Location identification entries ▸
- - -
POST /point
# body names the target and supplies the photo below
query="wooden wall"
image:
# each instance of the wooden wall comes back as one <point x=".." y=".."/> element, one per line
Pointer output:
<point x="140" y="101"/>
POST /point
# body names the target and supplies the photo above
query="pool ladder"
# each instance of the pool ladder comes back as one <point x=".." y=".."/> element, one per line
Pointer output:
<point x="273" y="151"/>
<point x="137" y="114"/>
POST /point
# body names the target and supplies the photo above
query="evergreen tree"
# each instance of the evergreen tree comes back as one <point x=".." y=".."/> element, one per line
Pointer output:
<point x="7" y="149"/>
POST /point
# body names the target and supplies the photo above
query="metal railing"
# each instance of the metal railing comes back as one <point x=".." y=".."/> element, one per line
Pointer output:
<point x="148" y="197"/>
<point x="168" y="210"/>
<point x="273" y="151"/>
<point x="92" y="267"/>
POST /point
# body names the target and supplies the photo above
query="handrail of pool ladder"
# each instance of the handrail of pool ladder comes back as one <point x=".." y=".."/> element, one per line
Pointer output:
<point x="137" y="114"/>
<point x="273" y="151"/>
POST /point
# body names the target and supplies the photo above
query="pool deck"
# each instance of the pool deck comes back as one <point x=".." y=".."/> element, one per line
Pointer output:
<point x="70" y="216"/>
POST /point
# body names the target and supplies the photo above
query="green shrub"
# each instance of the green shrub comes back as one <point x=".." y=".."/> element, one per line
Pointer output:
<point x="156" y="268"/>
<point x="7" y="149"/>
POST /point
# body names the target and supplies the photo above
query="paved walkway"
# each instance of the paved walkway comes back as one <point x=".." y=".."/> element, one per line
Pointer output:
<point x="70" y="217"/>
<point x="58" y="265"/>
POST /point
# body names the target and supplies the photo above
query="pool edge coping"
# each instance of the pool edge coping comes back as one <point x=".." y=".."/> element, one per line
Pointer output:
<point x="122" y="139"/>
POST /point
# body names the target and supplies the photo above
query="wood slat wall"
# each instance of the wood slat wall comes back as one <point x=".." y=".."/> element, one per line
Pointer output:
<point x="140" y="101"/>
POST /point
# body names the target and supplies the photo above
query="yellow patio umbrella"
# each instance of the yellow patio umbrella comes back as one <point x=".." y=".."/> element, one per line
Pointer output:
- - -
WORK TO BE COMPLETED ▸ Show every line of the material above that contains the string "railing", copying each line in full.

FINAL RESULT ▸
query="metal railing"
# each instance of the metal railing comes back as one <point x=".." y=".."/> element, one per line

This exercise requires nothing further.